• **Dataset entries**
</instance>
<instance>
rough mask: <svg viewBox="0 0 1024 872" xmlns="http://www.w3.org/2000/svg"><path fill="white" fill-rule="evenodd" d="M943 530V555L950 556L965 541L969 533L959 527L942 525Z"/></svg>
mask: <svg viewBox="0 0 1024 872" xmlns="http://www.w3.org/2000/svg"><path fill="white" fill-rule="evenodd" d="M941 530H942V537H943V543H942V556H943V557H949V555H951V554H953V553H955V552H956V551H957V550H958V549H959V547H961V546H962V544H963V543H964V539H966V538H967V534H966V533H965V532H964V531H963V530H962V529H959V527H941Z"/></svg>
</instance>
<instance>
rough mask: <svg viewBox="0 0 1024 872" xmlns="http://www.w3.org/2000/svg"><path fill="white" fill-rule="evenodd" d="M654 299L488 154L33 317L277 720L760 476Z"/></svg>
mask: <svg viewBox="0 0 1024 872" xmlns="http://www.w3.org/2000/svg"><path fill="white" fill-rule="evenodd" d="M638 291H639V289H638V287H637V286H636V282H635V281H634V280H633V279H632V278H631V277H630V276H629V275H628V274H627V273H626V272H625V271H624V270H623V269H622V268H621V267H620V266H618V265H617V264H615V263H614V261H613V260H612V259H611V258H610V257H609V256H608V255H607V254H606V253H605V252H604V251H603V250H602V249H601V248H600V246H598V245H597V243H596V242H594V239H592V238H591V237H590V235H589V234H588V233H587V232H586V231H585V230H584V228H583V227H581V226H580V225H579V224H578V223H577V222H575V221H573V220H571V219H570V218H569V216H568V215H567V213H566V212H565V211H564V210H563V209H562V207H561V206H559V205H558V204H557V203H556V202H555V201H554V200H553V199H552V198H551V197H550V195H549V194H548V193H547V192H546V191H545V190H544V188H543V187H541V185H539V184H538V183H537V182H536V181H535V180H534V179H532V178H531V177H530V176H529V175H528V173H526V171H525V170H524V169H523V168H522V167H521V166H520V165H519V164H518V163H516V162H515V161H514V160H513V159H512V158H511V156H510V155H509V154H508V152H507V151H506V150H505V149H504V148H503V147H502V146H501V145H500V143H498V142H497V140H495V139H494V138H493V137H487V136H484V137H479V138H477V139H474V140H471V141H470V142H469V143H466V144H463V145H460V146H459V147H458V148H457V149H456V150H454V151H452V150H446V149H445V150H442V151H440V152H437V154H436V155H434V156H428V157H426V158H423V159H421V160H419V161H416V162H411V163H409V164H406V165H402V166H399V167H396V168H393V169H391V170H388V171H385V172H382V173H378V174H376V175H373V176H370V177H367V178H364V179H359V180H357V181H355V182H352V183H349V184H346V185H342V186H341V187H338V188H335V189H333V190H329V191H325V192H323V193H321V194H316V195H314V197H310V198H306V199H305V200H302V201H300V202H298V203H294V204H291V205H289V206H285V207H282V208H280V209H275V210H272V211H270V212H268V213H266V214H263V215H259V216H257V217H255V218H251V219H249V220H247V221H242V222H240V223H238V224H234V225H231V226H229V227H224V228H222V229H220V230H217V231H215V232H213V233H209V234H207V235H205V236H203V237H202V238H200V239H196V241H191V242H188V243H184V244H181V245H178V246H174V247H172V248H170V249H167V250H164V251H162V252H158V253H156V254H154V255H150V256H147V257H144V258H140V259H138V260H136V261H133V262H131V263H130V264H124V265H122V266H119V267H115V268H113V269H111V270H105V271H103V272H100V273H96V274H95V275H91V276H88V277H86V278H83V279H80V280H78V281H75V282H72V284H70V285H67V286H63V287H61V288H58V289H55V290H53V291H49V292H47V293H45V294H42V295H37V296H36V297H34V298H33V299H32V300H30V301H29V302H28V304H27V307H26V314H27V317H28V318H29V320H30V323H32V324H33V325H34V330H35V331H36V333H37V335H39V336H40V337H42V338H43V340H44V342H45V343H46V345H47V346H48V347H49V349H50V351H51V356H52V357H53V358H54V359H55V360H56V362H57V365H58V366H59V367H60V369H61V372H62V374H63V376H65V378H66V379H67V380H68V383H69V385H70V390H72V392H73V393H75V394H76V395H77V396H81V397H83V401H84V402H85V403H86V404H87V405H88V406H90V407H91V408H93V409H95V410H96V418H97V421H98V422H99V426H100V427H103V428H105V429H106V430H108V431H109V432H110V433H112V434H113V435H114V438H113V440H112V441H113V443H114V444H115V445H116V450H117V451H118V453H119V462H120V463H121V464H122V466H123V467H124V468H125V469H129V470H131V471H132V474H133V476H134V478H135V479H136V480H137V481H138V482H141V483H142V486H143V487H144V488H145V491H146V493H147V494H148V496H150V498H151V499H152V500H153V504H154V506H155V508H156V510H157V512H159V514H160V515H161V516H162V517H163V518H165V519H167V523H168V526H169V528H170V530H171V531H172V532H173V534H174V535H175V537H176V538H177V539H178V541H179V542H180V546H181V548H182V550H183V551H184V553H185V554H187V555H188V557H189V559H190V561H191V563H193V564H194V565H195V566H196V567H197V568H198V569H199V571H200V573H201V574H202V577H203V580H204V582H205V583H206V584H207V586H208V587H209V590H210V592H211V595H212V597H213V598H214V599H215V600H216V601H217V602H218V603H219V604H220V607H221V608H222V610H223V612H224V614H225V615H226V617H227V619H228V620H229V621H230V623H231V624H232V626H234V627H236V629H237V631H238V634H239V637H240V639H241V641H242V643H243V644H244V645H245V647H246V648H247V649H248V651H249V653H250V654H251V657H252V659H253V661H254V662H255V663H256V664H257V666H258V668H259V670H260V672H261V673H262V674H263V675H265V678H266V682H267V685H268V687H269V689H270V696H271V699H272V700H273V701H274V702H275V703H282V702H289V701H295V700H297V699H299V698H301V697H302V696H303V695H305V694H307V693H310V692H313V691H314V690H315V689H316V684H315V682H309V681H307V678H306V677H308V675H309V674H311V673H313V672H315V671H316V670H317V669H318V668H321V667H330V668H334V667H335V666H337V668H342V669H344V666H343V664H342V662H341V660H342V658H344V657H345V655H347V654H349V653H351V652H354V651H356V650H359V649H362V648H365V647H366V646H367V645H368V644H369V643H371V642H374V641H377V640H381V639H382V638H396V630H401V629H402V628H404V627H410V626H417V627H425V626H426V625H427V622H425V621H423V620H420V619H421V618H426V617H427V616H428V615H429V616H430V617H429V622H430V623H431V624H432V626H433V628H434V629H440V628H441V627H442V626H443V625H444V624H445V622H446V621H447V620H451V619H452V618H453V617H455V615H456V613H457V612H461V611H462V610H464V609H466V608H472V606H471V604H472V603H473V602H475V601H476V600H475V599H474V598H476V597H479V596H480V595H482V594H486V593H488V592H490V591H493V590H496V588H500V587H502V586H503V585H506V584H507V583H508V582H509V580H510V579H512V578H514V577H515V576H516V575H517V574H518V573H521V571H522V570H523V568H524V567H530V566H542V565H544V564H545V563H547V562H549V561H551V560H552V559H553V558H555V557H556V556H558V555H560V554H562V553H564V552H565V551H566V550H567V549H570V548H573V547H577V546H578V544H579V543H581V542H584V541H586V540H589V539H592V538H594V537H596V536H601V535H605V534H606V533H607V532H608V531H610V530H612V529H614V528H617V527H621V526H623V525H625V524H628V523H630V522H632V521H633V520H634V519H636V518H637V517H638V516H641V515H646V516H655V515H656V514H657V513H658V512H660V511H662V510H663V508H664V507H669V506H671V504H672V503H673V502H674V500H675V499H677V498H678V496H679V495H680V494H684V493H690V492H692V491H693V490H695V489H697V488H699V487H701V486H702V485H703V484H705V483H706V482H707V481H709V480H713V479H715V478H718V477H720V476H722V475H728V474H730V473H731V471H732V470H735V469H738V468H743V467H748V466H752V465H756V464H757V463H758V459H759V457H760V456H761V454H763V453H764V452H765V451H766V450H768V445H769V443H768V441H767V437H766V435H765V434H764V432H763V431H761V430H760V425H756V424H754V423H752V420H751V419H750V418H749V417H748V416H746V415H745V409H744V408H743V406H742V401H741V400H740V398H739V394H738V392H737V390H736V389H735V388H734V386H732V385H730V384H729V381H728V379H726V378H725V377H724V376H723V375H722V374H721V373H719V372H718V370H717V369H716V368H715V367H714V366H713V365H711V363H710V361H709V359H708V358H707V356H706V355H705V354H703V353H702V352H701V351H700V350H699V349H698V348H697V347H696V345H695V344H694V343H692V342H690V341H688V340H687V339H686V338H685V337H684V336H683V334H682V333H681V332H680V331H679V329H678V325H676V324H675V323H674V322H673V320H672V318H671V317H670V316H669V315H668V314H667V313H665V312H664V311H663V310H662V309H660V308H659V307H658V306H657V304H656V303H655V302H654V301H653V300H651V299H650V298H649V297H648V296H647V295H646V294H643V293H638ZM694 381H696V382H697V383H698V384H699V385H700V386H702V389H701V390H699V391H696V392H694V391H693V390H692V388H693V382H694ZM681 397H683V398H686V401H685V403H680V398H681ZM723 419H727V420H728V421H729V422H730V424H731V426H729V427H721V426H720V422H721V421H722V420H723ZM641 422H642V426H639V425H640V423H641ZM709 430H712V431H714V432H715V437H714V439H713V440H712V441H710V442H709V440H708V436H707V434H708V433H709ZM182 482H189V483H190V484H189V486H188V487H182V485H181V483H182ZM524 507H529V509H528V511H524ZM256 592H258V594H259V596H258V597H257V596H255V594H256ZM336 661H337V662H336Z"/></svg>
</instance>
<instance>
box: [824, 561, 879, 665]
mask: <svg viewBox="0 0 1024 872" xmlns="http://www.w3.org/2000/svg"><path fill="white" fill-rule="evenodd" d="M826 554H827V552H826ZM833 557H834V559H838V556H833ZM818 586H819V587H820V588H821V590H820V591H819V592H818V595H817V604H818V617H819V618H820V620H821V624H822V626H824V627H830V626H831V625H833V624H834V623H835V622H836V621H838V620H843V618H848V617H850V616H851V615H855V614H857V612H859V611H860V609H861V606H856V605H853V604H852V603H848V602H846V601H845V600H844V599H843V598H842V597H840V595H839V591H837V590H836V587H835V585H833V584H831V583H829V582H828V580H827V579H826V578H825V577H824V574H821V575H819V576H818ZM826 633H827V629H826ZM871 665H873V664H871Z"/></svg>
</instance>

• **Required action**
Extract every line of the records that contains the string "rough", matching case exactly.

• **Solution to the problem**
rough mask: <svg viewBox="0 0 1024 872" xmlns="http://www.w3.org/2000/svg"><path fill="white" fill-rule="evenodd" d="M943 530V555L950 556L965 541L969 533L959 527L942 525Z"/></svg>
rough mask: <svg viewBox="0 0 1024 872" xmlns="http://www.w3.org/2000/svg"><path fill="white" fill-rule="evenodd" d="M654 299L488 154L33 317L277 720L760 476Z"/></svg>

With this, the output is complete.